Could you pick up the essay on repurposing a humor paper after its last sentence and keep writing it?

= Quoted passage =
::::::::
Repurposing Humor

When deciding what paper to use for my repurposing project, I struggled a bit. Naturally, my first thought was to repurpose one of my papers from the 5 Communications courses I’ve taken since coming to Michigan. However, most of those papers were solely made up of my analyzation of different pieces of media, and none of them were interesting enough for me to pursue for an entire semester. I finally decided to repurpose a paper from one of my favorite courses I’ve taken at Michigan, it was my freshman year seminar entitled, “Language and Humor.” The paper I chose to repurpose focused around the comedy in being overweight, but for the purpose of my project I’ve decided to examine humor more broadly. While my original piece focused on factors (weight) and how that influenced the effect of humor, my repurposing project will focus on how humor influences different parts of my generation’s life.

In examining different genres discussing my topic, I focus on two very different publications. The first being a respected magazine, TIME and the second being what I plan on modeling my repurposing project after, the millennial-focused, blogging-style, digital publication: Elite Daily. Both of these drastically different genres have pieces that discuss my topic of interest in very different ways. Looking first to the TIME magazine article entitled, “Why the Funniest People Are Sometimes the Saddest” the article profiles the struggles of Robin Williams, and it discusses the darkness he dealt with, and how that darkness made him a great comedian. This article was published right after his death, and it’s exigence is pretty clear in that it was the perfect way to explain to the public why it would seem that someone so “happy” could do something so dark and depressing. The article itself isn’t confusing or condescending. It doesn’t use fancy psychological terms, or address things most people wouldn’t understand. It’s very digestible, and seems like it genuinely wants to try to address how comedy comes from darkness, thus providing some explanation for Williams’s actions. That being said, the audience is far-reaching and pretty general, it could be anyone from the age of 12-70+ who wants to understand more about the psychology of comedians or who was perhaps a fan of Williams.
::::::::
= Dataset entries =
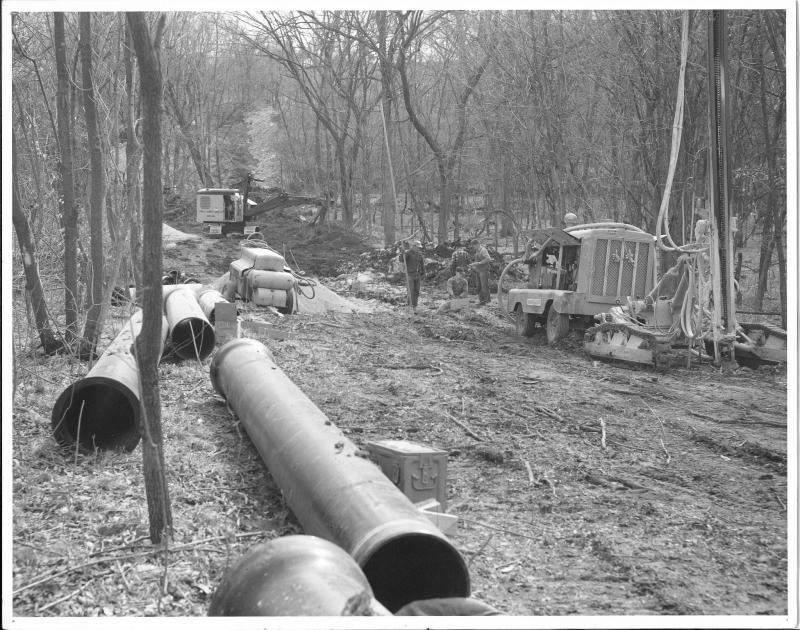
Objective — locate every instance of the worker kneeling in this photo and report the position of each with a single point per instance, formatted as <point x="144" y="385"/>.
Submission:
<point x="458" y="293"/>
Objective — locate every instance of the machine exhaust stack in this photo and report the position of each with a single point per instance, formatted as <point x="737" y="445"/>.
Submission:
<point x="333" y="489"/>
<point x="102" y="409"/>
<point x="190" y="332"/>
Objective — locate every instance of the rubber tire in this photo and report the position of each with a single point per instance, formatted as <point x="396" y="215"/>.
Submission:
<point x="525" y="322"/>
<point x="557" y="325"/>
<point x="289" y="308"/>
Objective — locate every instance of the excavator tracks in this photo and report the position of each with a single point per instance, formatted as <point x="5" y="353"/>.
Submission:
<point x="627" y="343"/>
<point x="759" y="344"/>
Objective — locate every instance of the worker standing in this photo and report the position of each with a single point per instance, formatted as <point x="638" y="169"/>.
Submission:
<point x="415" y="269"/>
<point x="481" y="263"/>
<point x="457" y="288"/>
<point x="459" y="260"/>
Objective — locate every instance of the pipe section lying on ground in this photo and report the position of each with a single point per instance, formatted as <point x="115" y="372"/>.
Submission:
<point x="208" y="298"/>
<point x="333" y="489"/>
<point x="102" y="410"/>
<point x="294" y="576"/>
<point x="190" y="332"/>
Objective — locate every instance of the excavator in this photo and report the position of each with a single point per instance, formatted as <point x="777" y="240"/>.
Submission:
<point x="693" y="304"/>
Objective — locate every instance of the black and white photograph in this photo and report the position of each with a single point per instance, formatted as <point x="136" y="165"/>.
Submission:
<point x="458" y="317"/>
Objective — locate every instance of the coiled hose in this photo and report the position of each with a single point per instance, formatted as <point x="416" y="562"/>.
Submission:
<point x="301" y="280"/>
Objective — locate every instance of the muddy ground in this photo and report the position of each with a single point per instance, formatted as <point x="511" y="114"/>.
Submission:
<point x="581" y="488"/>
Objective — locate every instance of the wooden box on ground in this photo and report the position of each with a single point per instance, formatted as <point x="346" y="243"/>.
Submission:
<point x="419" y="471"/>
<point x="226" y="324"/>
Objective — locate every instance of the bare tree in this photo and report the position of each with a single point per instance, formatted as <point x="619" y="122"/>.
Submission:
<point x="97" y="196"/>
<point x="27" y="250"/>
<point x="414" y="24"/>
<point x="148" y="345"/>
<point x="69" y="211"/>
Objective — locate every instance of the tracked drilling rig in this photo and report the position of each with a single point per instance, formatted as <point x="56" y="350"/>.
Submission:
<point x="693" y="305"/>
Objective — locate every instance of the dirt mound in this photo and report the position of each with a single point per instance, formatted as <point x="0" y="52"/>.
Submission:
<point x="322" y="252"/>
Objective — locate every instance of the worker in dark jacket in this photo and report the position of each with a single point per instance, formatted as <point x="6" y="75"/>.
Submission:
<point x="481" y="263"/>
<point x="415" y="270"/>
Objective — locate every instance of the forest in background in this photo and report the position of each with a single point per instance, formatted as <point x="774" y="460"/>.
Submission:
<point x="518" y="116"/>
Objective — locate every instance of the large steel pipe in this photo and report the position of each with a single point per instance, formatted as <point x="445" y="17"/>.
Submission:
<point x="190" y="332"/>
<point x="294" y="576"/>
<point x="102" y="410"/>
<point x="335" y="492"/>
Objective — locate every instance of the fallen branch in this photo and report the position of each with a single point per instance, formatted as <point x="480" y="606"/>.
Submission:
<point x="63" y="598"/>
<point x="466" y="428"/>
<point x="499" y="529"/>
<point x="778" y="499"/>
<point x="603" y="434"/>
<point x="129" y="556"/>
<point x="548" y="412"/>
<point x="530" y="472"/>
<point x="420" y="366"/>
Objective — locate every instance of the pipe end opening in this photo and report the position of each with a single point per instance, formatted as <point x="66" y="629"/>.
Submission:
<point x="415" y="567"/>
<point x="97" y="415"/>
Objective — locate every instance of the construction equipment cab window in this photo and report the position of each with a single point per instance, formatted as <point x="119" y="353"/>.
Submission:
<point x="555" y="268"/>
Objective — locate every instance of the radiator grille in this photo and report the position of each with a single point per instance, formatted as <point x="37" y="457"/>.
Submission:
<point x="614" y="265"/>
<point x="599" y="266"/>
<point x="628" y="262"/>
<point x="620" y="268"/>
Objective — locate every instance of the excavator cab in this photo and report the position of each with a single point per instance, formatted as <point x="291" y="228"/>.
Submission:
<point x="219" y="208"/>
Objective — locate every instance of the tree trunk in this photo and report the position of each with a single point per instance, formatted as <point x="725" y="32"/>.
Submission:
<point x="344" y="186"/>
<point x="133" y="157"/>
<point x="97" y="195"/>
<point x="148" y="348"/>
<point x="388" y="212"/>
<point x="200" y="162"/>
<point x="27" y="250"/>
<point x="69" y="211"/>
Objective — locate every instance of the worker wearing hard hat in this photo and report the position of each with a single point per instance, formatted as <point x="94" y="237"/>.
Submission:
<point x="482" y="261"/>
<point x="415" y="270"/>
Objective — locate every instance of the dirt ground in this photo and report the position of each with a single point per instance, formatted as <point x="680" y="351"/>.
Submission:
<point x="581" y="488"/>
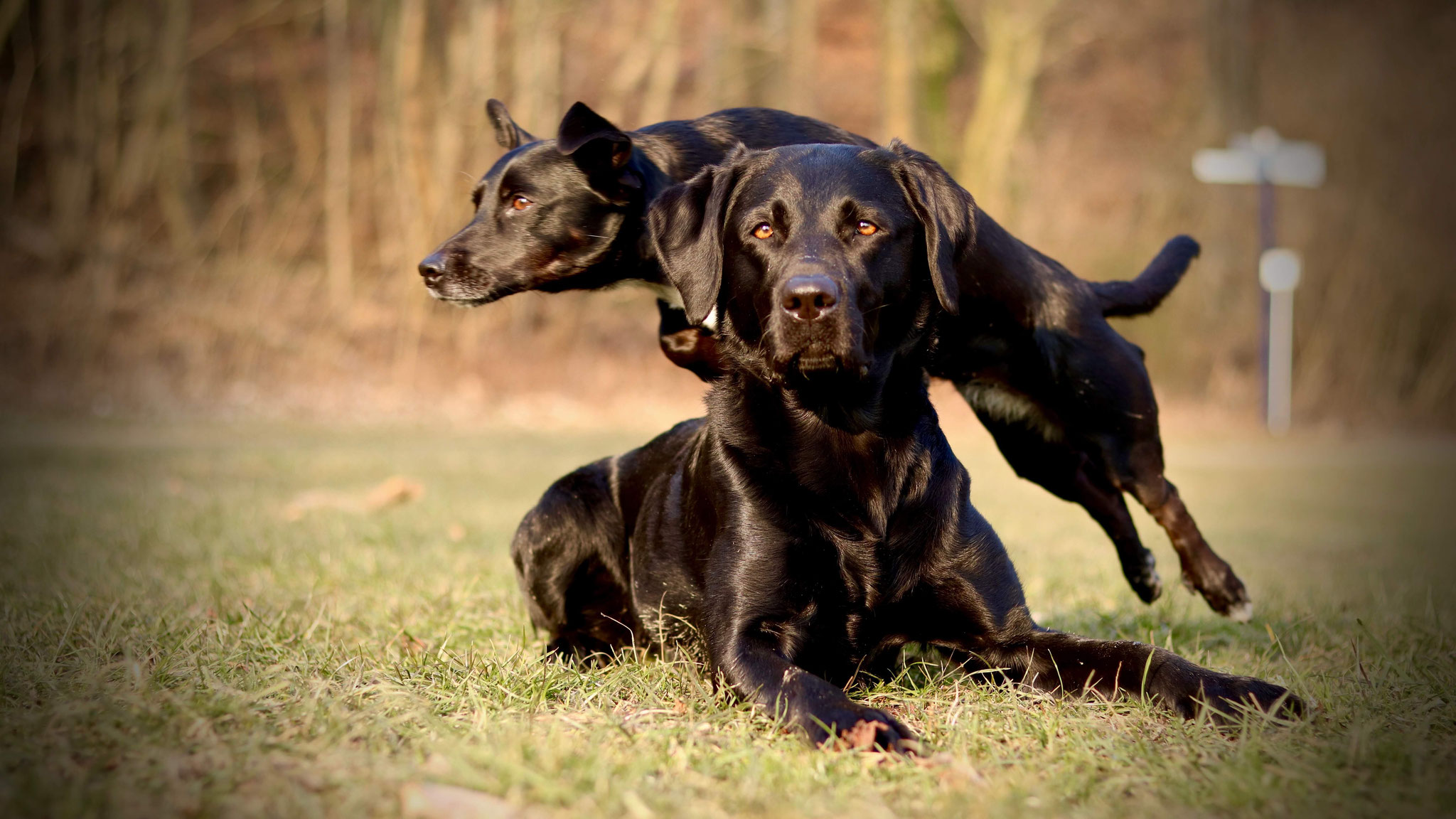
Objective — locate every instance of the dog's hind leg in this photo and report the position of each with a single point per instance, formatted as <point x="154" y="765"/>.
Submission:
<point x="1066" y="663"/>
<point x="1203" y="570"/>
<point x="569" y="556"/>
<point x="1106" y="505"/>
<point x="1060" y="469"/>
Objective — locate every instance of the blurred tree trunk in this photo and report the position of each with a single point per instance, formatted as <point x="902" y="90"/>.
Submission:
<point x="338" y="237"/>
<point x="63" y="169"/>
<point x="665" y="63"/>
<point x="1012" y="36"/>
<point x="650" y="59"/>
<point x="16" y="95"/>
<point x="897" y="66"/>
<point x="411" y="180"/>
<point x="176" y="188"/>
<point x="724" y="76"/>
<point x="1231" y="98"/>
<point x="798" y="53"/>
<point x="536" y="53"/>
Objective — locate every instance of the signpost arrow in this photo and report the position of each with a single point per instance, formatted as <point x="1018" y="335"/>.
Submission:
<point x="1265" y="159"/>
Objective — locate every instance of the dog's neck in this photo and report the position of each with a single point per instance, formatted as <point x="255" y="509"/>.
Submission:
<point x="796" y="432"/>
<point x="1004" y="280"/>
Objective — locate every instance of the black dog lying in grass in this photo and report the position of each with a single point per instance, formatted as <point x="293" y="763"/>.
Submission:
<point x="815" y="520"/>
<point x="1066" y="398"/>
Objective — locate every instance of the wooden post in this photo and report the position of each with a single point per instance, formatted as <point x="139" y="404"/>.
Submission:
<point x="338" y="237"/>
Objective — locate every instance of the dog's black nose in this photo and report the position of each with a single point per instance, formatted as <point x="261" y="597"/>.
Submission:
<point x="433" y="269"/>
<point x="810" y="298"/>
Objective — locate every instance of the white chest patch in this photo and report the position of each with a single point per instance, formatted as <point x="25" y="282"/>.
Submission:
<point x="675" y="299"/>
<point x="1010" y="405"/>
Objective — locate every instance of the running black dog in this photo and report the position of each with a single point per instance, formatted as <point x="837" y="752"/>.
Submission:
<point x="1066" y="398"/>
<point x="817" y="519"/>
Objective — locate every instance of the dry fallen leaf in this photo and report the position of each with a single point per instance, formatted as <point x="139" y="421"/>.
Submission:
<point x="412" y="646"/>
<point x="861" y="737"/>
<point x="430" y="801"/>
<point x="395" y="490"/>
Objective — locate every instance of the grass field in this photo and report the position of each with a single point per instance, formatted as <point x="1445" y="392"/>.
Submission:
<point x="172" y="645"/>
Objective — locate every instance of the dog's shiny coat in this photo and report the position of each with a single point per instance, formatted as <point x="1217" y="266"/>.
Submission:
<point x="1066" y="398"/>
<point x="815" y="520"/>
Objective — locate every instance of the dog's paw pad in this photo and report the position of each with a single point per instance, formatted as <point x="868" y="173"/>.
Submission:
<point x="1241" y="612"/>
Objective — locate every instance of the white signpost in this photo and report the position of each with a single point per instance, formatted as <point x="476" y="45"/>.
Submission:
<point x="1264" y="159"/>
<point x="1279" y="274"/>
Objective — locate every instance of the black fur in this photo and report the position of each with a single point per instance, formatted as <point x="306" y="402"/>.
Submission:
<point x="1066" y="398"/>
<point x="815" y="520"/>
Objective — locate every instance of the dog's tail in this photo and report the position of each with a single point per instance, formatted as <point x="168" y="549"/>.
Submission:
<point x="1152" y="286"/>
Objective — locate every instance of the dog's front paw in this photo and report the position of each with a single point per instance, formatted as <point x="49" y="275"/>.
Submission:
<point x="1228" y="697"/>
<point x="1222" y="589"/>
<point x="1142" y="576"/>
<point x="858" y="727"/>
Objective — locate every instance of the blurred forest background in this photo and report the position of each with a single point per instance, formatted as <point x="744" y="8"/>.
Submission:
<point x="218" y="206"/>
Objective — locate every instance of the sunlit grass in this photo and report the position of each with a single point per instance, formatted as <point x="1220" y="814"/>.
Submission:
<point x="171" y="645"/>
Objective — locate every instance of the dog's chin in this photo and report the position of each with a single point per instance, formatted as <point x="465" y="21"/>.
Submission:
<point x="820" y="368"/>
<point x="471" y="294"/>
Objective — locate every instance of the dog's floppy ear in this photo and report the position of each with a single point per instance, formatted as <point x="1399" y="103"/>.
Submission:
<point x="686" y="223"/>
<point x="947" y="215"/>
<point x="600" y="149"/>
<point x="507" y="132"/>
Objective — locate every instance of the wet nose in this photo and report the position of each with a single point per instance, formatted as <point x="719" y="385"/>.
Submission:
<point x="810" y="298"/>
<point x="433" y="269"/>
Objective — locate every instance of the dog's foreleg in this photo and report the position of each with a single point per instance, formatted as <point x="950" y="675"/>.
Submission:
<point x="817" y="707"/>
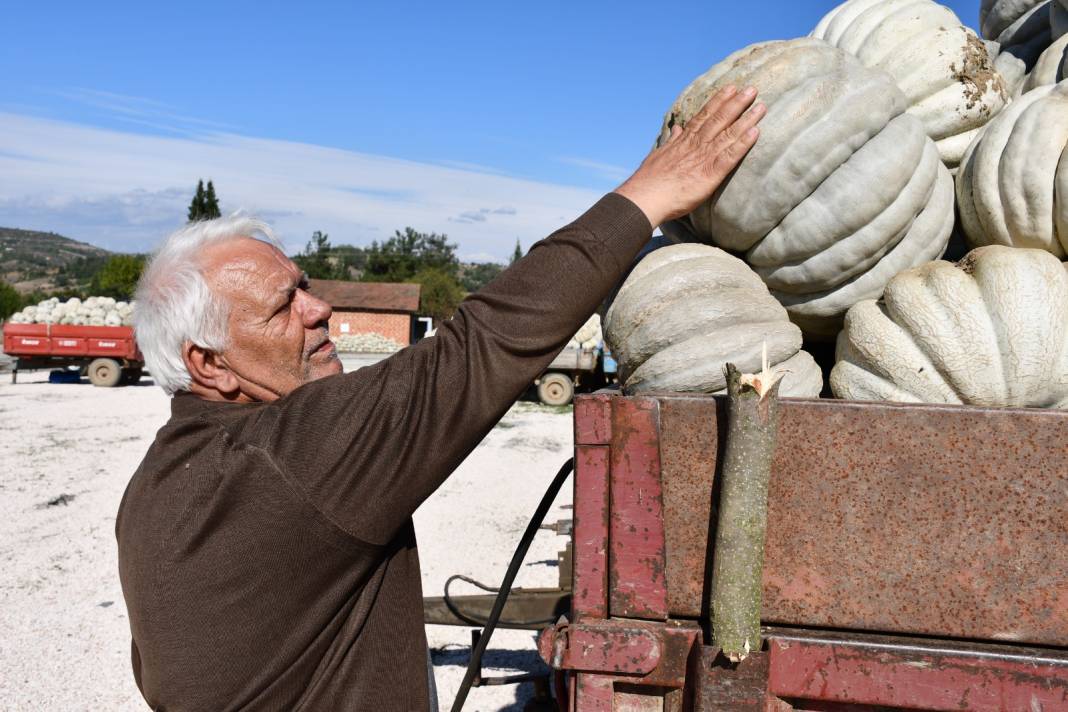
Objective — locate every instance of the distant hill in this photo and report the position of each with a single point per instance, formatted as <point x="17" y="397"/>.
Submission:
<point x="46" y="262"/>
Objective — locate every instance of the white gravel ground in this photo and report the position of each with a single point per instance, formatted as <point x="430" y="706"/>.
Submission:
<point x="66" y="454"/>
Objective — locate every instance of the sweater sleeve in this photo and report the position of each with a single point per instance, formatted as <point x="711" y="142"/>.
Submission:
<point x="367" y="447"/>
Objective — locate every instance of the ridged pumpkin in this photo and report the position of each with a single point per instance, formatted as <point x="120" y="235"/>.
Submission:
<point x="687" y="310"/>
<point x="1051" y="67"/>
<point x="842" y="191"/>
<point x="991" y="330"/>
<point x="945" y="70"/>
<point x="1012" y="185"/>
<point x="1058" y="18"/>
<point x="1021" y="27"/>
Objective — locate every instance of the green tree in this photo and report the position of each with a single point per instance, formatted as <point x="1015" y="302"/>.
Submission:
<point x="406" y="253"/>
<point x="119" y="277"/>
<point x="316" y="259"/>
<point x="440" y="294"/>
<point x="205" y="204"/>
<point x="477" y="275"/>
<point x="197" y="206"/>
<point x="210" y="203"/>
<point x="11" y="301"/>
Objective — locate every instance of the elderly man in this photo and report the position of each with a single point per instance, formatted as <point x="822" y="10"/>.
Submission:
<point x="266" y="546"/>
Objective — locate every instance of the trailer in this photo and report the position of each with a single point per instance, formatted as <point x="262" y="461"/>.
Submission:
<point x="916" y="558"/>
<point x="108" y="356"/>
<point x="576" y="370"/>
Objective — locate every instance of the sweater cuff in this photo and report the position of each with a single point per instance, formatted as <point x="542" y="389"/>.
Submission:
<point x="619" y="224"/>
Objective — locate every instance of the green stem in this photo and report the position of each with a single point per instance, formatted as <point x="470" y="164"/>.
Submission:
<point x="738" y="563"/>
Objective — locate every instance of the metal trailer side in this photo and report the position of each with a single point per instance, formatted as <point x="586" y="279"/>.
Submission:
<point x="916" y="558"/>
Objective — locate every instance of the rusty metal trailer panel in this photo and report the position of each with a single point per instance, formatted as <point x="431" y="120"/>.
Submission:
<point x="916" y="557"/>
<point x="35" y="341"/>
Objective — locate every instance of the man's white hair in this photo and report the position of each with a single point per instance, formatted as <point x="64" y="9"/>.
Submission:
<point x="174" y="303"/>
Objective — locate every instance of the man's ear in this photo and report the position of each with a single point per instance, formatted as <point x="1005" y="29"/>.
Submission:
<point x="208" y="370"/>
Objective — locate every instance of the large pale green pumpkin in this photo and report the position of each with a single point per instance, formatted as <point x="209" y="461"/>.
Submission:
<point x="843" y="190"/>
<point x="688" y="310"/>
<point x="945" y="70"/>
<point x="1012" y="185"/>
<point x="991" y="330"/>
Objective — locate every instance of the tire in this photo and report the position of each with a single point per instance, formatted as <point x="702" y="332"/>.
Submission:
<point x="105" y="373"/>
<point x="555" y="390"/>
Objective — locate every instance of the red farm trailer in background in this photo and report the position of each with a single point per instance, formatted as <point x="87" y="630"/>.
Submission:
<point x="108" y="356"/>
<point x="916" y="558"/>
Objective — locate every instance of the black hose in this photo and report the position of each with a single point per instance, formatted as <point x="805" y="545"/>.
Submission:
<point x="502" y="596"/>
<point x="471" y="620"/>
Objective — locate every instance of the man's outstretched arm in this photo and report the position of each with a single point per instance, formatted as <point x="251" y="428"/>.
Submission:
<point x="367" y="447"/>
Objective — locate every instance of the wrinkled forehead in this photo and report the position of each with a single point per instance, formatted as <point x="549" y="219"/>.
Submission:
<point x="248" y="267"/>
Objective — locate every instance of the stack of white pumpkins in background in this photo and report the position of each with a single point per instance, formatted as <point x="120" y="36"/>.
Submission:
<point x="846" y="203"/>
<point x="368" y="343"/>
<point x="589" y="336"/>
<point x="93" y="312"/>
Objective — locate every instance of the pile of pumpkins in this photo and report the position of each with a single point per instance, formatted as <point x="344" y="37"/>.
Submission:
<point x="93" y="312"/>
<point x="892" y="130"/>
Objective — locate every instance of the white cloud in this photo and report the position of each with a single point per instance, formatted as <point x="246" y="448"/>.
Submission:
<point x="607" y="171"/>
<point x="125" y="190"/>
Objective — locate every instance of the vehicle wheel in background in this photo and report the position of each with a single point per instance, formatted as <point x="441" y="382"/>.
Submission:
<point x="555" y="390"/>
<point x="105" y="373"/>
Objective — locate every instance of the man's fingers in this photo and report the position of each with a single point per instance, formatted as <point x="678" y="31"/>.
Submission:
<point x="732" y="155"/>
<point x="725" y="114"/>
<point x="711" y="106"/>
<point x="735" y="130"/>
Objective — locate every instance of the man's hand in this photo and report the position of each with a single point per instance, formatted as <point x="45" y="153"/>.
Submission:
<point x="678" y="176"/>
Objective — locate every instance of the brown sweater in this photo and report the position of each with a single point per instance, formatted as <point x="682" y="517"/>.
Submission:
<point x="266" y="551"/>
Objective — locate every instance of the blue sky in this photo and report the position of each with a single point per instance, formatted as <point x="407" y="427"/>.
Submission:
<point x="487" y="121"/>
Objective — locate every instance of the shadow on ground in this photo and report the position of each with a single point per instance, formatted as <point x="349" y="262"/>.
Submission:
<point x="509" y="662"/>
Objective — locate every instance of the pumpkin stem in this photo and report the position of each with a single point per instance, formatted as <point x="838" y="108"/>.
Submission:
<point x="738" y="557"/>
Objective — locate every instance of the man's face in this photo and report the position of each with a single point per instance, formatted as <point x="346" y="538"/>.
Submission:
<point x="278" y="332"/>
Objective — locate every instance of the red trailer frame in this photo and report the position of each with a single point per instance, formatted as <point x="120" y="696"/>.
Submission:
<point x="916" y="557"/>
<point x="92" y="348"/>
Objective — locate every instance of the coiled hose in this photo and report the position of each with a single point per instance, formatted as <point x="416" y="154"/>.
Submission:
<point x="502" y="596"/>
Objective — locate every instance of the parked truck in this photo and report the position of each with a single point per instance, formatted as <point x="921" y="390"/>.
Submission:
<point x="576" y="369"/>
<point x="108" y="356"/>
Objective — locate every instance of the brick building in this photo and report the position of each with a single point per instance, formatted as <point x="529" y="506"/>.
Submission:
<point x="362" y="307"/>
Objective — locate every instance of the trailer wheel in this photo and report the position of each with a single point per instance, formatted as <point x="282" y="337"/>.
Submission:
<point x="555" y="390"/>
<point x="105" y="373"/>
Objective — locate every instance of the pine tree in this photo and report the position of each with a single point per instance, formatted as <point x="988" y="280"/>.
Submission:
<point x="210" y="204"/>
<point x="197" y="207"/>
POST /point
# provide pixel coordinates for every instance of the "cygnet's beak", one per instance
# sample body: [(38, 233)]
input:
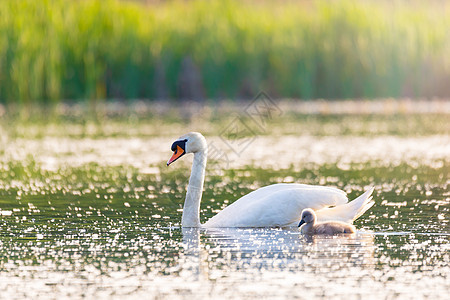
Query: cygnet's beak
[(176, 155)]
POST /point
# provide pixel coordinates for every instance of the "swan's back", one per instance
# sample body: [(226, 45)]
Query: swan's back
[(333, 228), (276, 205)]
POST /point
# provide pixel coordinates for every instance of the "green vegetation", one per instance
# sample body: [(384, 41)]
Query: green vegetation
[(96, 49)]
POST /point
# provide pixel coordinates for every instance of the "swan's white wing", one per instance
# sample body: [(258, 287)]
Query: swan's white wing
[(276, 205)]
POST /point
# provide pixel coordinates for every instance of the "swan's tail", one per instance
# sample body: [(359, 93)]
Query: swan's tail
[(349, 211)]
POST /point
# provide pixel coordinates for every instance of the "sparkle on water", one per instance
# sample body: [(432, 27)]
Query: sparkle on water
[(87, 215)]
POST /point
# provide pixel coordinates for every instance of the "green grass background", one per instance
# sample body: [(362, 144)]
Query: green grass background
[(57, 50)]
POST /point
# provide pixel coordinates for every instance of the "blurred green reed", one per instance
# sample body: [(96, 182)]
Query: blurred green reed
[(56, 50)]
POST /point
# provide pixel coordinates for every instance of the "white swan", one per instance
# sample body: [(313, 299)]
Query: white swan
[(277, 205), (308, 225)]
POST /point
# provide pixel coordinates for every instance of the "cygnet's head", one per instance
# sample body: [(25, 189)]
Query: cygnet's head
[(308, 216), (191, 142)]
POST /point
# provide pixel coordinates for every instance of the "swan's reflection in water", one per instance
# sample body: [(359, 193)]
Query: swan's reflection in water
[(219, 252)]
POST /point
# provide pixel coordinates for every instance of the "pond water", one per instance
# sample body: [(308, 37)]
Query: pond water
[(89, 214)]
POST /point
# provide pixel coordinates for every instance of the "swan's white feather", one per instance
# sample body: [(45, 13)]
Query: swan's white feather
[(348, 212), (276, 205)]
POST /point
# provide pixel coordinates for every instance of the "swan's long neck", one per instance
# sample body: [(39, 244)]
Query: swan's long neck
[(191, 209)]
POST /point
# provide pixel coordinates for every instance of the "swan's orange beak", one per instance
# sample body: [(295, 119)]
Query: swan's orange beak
::::::::
= Task output =
Courtesy of giphy.com

Looking at a drastically different genre, Elite Daily published an article entitled, “9 Reasons Why You Should Date a Girl Who Makes You Laugh.” The article provides a listicle of 9 reasons, based off of the experience and opinion of the author, of which he describes why men should date girls who make them laugh. This type of genre is much different from the TIME profile in that it includes the author’s experience, so the author’s voice is entirely present. The exigence for this article is based off of the idea that this publication was created as they refer to themselves, “the voice for generation Y.” It provides a spot for millenials to better understand themselves. In order to understand aspects of dating life, this article gives the targeted audience a perfect way to relate and further understand their wants and needs in relationships.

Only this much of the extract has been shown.